Word for word, set down the listing that appears after this line.

## [Dataset excerpts]

-------------------------

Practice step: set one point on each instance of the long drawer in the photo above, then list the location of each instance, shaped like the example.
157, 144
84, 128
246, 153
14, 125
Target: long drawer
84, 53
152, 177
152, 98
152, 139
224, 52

-------------------------

## [Solution below]
Practice step: set one point on each instance of the long drawer in the photo above, then list the location of each instance, shaped like the example.
157, 144
84, 128
246, 153
14, 125
Target: long drawer
84, 53
152, 177
152, 98
152, 139
224, 52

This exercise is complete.